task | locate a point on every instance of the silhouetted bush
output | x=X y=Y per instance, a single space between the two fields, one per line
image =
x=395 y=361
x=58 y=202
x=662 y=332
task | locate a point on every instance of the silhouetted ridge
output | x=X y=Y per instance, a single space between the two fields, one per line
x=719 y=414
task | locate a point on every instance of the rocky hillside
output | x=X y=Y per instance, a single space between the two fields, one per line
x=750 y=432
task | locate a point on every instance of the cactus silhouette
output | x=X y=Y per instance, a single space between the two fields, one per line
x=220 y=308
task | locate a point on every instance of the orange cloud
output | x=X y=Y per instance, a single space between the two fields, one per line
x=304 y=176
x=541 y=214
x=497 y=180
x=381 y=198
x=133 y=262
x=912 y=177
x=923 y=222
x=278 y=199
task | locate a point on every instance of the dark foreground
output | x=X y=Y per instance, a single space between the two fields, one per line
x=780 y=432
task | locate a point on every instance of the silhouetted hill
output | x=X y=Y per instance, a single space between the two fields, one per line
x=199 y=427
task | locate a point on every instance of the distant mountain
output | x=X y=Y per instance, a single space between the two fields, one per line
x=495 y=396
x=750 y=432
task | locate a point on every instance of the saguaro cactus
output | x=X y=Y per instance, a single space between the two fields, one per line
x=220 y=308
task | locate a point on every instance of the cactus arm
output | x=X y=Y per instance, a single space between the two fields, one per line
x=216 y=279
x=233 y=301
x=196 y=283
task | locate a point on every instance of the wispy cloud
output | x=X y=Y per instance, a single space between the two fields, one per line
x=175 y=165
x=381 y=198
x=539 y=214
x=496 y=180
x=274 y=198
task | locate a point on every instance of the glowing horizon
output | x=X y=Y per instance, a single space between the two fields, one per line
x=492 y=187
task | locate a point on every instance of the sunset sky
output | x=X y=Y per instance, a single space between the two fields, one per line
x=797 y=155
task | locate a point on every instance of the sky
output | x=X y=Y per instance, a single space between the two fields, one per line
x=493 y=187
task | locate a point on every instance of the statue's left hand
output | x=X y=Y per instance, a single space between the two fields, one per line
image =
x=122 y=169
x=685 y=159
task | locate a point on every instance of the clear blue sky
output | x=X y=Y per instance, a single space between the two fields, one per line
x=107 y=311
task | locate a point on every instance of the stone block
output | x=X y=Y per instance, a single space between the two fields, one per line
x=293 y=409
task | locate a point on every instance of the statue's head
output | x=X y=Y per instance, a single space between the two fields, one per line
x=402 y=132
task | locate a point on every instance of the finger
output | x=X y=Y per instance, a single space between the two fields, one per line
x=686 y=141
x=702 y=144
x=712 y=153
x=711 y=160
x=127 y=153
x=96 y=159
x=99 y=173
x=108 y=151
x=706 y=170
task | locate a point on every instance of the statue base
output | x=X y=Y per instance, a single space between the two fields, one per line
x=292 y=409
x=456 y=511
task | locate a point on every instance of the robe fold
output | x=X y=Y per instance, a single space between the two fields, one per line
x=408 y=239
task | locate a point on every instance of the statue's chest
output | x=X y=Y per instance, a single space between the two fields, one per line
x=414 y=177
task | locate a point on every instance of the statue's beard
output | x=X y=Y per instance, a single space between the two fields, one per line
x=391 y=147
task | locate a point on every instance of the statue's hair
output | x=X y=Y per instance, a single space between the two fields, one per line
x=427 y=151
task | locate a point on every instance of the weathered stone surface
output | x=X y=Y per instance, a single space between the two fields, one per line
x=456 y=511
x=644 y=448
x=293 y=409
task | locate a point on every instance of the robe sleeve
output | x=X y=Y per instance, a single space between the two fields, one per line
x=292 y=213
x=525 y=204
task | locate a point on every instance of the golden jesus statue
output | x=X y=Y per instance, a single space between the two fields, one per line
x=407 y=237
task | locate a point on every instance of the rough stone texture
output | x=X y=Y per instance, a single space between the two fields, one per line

TAREA
Reproduce completa, línea por línea, la parte de los ítems que empieza con la línea que contiene "the robe fold" y termina con la que contiene "x=407 y=237", ambas incluidas. Multiplica cada coordenada por 0,95 y redondea el resultado al entero más cercano, con las mitades hacia arriba, sin cambiar nada más.

RESPUESTA ESCRITA
task | locate a point on every instance of the robe fold
output | x=X y=Y per instance, a single space between the two fields, one per line
x=388 y=227
task | locate a point on every instance of the statue's chest
output | x=X y=Y per instance, a single space between the two fields, one per line
x=393 y=168
task | locate a point on every instance of the statue's beard
output | x=X y=Y per instance, a single space between the two fields, one per line
x=371 y=140
task | locate a point on every instance of the statue's hair
output | x=X y=Y per instance, a single space between the two fields, one per line
x=406 y=143
task | locate a point on every instance of the weathered stone surface
output | x=X y=Y per instance, a single space between the two fields, one per line
x=433 y=485
x=612 y=426
x=278 y=389
task | locate a point on every instance of the robe sleeve
output | x=X y=Y per instance, a single space between the two fields, one per line
x=277 y=202
x=499 y=194
task | locate a point on every instance of the golden jesus statue
output | x=X y=Y per instance, a single space between the two fields, one per line
x=387 y=225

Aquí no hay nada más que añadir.